# PROBLEM TO SOLVE
Reproduce all of the entries below exactly, without a single change.

# TASK MATERIAL
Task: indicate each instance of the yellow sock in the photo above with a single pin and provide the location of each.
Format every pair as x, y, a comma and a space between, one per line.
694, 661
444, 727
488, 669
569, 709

# ANSWER TO THIS TASK
Task: indicate each instance of the yellow sock in the photo above with a single pin and provide the location of each.
Format every pair as x, y, a comma and a space between, one per line.
694, 661
444, 727
488, 669
569, 709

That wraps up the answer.